§ **Listed records**
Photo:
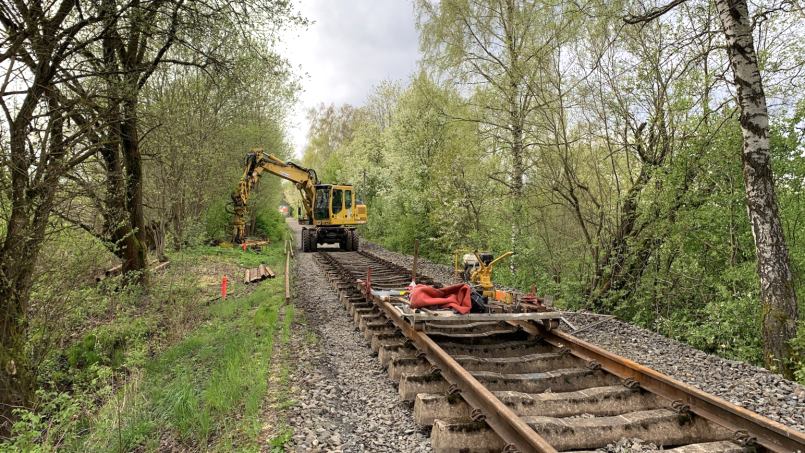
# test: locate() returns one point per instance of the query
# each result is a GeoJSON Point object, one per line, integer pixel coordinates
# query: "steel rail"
{"type": "Point", "coordinates": [504, 421]}
{"type": "Point", "coordinates": [766, 433]}
{"type": "Point", "coordinates": [769, 434]}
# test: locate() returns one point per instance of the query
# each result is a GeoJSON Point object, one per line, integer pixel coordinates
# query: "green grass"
{"type": "Point", "coordinates": [206, 391]}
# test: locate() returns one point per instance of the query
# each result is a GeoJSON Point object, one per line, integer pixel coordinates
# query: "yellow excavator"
{"type": "Point", "coordinates": [332, 211]}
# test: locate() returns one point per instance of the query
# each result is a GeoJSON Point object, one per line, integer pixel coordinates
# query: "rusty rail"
{"type": "Point", "coordinates": [750, 428]}
{"type": "Point", "coordinates": [511, 428]}
{"type": "Point", "coordinates": [766, 432]}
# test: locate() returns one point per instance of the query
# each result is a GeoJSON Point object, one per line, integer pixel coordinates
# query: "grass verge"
{"type": "Point", "coordinates": [205, 392]}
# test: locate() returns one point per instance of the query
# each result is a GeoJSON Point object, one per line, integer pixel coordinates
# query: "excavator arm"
{"type": "Point", "coordinates": [257, 162]}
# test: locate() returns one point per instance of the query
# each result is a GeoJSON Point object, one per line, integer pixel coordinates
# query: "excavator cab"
{"type": "Point", "coordinates": [332, 211]}
{"type": "Point", "coordinates": [335, 204]}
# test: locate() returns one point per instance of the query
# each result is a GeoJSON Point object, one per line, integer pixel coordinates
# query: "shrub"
{"type": "Point", "coordinates": [217, 221]}
{"type": "Point", "coordinates": [270, 223]}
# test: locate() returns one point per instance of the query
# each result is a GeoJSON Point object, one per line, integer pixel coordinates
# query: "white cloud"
{"type": "Point", "coordinates": [350, 47]}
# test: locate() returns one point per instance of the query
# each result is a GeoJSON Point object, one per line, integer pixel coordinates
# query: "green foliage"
{"type": "Point", "coordinates": [48, 426]}
{"type": "Point", "coordinates": [167, 364]}
{"type": "Point", "coordinates": [271, 224]}
{"type": "Point", "coordinates": [217, 221]}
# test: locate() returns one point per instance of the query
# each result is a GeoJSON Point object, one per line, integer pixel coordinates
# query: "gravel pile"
{"type": "Point", "coordinates": [739, 383]}
{"type": "Point", "coordinates": [345, 400]}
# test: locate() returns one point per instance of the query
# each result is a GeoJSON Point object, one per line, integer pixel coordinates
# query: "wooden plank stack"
{"type": "Point", "coordinates": [258, 274]}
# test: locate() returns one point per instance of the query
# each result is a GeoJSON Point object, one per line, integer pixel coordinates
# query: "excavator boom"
{"type": "Point", "coordinates": [333, 209]}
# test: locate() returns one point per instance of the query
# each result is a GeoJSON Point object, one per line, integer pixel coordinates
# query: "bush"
{"type": "Point", "coordinates": [270, 223]}
{"type": "Point", "coordinates": [217, 221]}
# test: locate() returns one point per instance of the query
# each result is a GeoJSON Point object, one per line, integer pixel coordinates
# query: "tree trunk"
{"type": "Point", "coordinates": [778, 298]}
{"type": "Point", "coordinates": [135, 250]}
{"type": "Point", "coordinates": [31, 207]}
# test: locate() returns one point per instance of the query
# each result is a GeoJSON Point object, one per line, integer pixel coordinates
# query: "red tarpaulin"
{"type": "Point", "coordinates": [456, 297]}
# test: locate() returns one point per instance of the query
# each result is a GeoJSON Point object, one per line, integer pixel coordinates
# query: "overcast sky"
{"type": "Point", "coordinates": [349, 47]}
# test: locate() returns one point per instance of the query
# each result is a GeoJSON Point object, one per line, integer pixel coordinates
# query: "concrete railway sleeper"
{"type": "Point", "coordinates": [518, 386]}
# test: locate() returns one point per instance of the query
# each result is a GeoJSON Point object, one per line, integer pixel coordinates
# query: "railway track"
{"type": "Point", "coordinates": [504, 383]}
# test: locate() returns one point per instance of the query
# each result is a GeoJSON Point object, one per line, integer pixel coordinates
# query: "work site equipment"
{"type": "Point", "coordinates": [332, 211]}
{"type": "Point", "coordinates": [476, 269]}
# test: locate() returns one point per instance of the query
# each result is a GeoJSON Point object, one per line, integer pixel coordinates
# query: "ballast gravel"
{"type": "Point", "coordinates": [742, 384]}
{"type": "Point", "coordinates": [345, 401]}
{"type": "Point", "coordinates": [745, 385]}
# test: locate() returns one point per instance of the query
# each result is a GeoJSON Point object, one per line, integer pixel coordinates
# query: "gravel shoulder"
{"type": "Point", "coordinates": [344, 399]}
{"type": "Point", "coordinates": [745, 385]}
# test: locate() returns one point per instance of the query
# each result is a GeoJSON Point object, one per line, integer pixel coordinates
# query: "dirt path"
{"type": "Point", "coordinates": [344, 399]}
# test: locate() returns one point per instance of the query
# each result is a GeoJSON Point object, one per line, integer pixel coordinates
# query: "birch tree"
{"type": "Point", "coordinates": [778, 298]}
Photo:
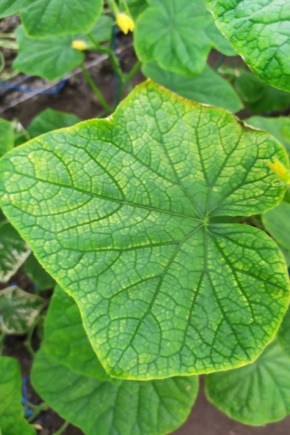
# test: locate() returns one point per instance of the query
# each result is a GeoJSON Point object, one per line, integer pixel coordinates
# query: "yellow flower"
{"type": "Point", "coordinates": [280, 170]}
{"type": "Point", "coordinates": [125, 22]}
{"type": "Point", "coordinates": [79, 45]}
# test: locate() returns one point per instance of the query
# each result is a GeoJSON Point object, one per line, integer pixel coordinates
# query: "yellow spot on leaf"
{"type": "Point", "coordinates": [280, 170]}
{"type": "Point", "coordinates": [79, 45]}
{"type": "Point", "coordinates": [125, 22]}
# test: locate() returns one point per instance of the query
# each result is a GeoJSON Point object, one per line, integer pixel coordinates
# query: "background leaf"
{"type": "Point", "coordinates": [177, 35]}
{"type": "Point", "coordinates": [12, 421]}
{"type": "Point", "coordinates": [18, 310]}
{"type": "Point", "coordinates": [13, 251]}
{"type": "Point", "coordinates": [49, 120]}
{"type": "Point", "coordinates": [206, 88]}
{"type": "Point", "coordinates": [43, 18]}
{"type": "Point", "coordinates": [259, 31]}
{"type": "Point", "coordinates": [52, 57]}
{"type": "Point", "coordinates": [6, 136]}
{"type": "Point", "coordinates": [130, 216]}
{"type": "Point", "coordinates": [256, 394]}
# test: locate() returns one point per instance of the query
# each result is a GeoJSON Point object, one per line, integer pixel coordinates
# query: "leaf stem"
{"type": "Point", "coordinates": [62, 428]}
{"type": "Point", "coordinates": [95, 89]}
{"type": "Point", "coordinates": [37, 410]}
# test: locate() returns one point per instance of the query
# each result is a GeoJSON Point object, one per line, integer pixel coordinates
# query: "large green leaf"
{"type": "Point", "coordinates": [66, 340]}
{"type": "Point", "coordinates": [12, 421]}
{"type": "Point", "coordinates": [259, 31]}
{"type": "Point", "coordinates": [256, 394]}
{"type": "Point", "coordinates": [13, 251]}
{"type": "Point", "coordinates": [54, 56]}
{"type": "Point", "coordinates": [278, 127]}
{"type": "Point", "coordinates": [277, 223]}
{"type": "Point", "coordinates": [129, 408]}
{"type": "Point", "coordinates": [43, 18]}
{"type": "Point", "coordinates": [6, 136]}
{"type": "Point", "coordinates": [130, 216]}
{"type": "Point", "coordinates": [49, 120]}
{"type": "Point", "coordinates": [38, 274]}
{"type": "Point", "coordinates": [178, 35]}
{"type": "Point", "coordinates": [284, 334]}
{"type": "Point", "coordinates": [18, 310]}
{"type": "Point", "coordinates": [207, 88]}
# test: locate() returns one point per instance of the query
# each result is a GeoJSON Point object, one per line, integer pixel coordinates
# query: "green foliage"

§ **Brief**
Do not include images; quote all of the entries above exactly.

§ **Exercise output**
Photo:
# test: locate() returns one point per instance of the query
# each result is a GeoJSON Point object, one per line, integer pixel coordinates
# query: "steel rail"
{"type": "Point", "coordinates": [504, 421]}
{"type": "Point", "coordinates": [766, 433]}
{"type": "Point", "coordinates": [769, 434]}
# test: locate() returns one point per instance of the query
# each result is a GeoJSON Point object, one per line, integer pixel coordinates
# query: "green grass"
{"type": "Point", "coordinates": [206, 391]}
# test: locate() returns one point per instance of the query
# each result is a GeoJSON Point object, one per line, integer pixel coordinates
# query: "yellow excavator"
{"type": "Point", "coordinates": [332, 211]}
# test: locate() returns one point per instance of the query
# each result is a GeoJSON Point object, one per line, integer pixel coordinates
# query: "rusty rail"
{"type": "Point", "coordinates": [750, 428]}
{"type": "Point", "coordinates": [511, 428]}
{"type": "Point", "coordinates": [766, 432]}
# test: locate() returns one point per instance of the query
# each result is a GeoJSON Point object, one per line, integer pixel coordinates
# query: "grass verge"
{"type": "Point", "coordinates": [205, 392]}
# test: locate() returns one point per instance of the query
# each result is a GeoJSON Point object, one per line, integer pixel coordinates
# query: "excavator arm"
{"type": "Point", "coordinates": [257, 162]}
# test: locate() returns one point per instance of the query
# each result is a GeoJSON Point object, one per line, integer pixel coordinates
# query: "excavator cab"
{"type": "Point", "coordinates": [332, 211]}
{"type": "Point", "coordinates": [335, 204]}
# test: locate() returns one point per instance of the query
# each result is a GeoJSON Point object, one per line, integer pixel coordinates
# query: "shrub"
{"type": "Point", "coordinates": [217, 221]}
{"type": "Point", "coordinates": [270, 223]}
# test: locate() returns one point per instance of the query
# each result is a GeoJSON Point object, one per line, integer pixel coordinates
# query: "white cloud"
{"type": "Point", "coordinates": [350, 47]}
# test: locate() returns one point per instance of the query
# each result is a GeoJSON Point object, one per line, integer pixel coordinates
# query: "green foliage"
{"type": "Point", "coordinates": [48, 426]}
{"type": "Point", "coordinates": [167, 364]}
{"type": "Point", "coordinates": [271, 224]}
{"type": "Point", "coordinates": [217, 221]}
# test: locate() returns one point per instance of the query
# each result is a GeoJSON Point object, one per line, integer pixel coordinates
# query: "gravel pile"
{"type": "Point", "coordinates": [739, 383]}
{"type": "Point", "coordinates": [345, 400]}
# test: locate() returns one point per instance of the query
# each result is a GeoJSON Point object, one per line, integer pixel coordinates
# query: "wooden plank stack"
{"type": "Point", "coordinates": [258, 274]}
# test: locate() returns one point per instance of the query
# each result is a GeoJSON Point object, one per line, integer pixel coordinates
# query: "excavator boom"
{"type": "Point", "coordinates": [333, 209]}
# test: locate() returns one point per instance of the query
# each result is a GeoJSON Point object, one per line, integer pixel coordinates
# query: "bush"
{"type": "Point", "coordinates": [270, 223]}
{"type": "Point", "coordinates": [217, 221]}
# test: locate() returns one point per instance of the query
# each result is a GeoJSON Point object, one per line, integer pixel coordinates
# query: "tree trunk"
{"type": "Point", "coordinates": [778, 298]}
{"type": "Point", "coordinates": [135, 250]}
{"type": "Point", "coordinates": [31, 207]}
# test: locate() returns one point per instance of the query
# each result is a GeoJSON Point object, one per line, integer pixel coordinates
# query: "red tarpaulin"
{"type": "Point", "coordinates": [456, 297]}
# test: locate() returns one point per instance of the query
# each result is a GeoJSON Point object, one per line, integer pixel coordinates
# query: "overcast sky"
{"type": "Point", "coordinates": [349, 47]}
# test: locate() returns one point per instance of the query
# each result is a GeoJSON Point object, one per line, integer pixel coordinates
# query: "concrete railway sleeper"
{"type": "Point", "coordinates": [518, 386]}
# test: locate() returns one point per instance of the query
# each result is a GeoJSON Point object, one per line, integer pixel coordinates
# query: "railway track"
{"type": "Point", "coordinates": [504, 383]}
# test: locate() returns one point per instance of the query
# each result is a GeoJSON Point object, one per line, integer pixel coordinates
# query: "work site equipment"
{"type": "Point", "coordinates": [332, 211]}
{"type": "Point", "coordinates": [476, 269]}
# test: locate() returns one point per instance of the query
# each result is a GeoJSON Point object, one per line, integer pixel coordinates
# query: "ballast gravel"
{"type": "Point", "coordinates": [742, 384]}
{"type": "Point", "coordinates": [345, 401]}
{"type": "Point", "coordinates": [745, 385]}
# test: locate() returns one point per instance of the query
# each result is a GeoJSON Point object, one per line, integer pixel coordinates
# query: "gravel shoulder"
{"type": "Point", "coordinates": [344, 399]}
{"type": "Point", "coordinates": [745, 385]}
# test: locate() returns one point per instance of the query
# each result is a GeoJSON Point object, one per line, integer pixel coordinates
# query: "dirt path"
{"type": "Point", "coordinates": [344, 399]}
# test: locate() returns one point per instance of the query
# each result is a GeoJSON Point object, one per line, integer pixel coordinates
# query: "birch tree"
{"type": "Point", "coordinates": [778, 298]}
Photo:
# test: locate() returns one point per instance of the query
# each result is a GeoJSON Point object, one per line, integer pixel coordinates
# query: "yellow flower"
{"type": "Point", "coordinates": [280, 170]}
{"type": "Point", "coordinates": [125, 22]}
{"type": "Point", "coordinates": [79, 45]}
# test: locate() returns one point per instance of the query
# each result is a GeoJSON Point object, one per line, integer pixel coordinates
# query: "yellow spot on leaf"
{"type": "Point", "coordinates": [280, 170]}
{"type": "Point", "coordinates": [79, 45]}
{"type": "Point", "coordinates": [125, 22]}
# test: locate() returns one point per instance of the query
# each result is a GeoJSON Point object, one per line, integer pixel coordinates
# query: "background leaf"
{"type": "Point", "coordinates": [177, 35]}
{"type": "Point", "coordinates": [12, 421]}
{"type": "Point", "coordinates": [18, 310]}
{"type": "Point", "coordinates": [13, 251]}
{"type": "Point", "coordinates": [49, 120]}
{"type": "Point", "coordinates": [206, 88]}
{"type": "Point", "coordinates": [43, 18]}
{"type": "Point", "coordinates": [259, 31]}
{"type": "Point", "coordinates": [52, 57]}
{"type": "Point", "coordinates": [6, 136]}
{"type": "Point", "coordinates": [130, 216]}
{"type": "Point", "coordinates": [256, 394]}
# test: locate() returns one point per instance of the query
# each result is a GeoJSON Point object, one per line, integer pixel coordinates
# query: "leaf stem"
{"type": "Point", "coordinates": [62, 428]}
{"type": "Point", "coordinates": [95, 89]}
{"type": "Point", "coordinates": [37, 410]}
# test: locate() returns one point per instance of the query
# each result is a GeoJSON Point object, one per line, integer pixel coordinates
# query: "large green leaf"
{"type": "Point", "coordinates": [66, 340]}
{"type": "Point", "coordinates": [12, 421]}
{"type": "Point", "coordinates": [259, 31]}
{"type": "Point", "coordinates": [256, 394]}
{"type": "Point", "coordinates": [13, 251]}
{"type": "Point", "coordinates": [54, 56]}
{"type": "Point", "coordinates": [278, 127]}
{"type": "Point", "coordinates": [277, 223]}
{"type": "Point", "coordinates": [129, 408]}
{"type": "Point", "coordinates": [43, 18]}
{"type": "Point", "coordinates": [6, 136]}
{"type": "Point", "coordinates": [130, 216]}
{"type": "Point", "coordinates": [49, 120]}
{"type": "Point", "coordinates": [38, 274]}
{"type": "Point", "coordinates": [178, 35]}
{"type": "Point", "coordinates": [284, 334]}
{"type": "Point", "coordinates": [18, 310]}
{"type": "Point", "coordinates": [207, 88]}
# test: locate() returns one point per instance of the query
# each result is a GeoJSON Point object, one per line, integer pixel coordinates
# query: "green foliage"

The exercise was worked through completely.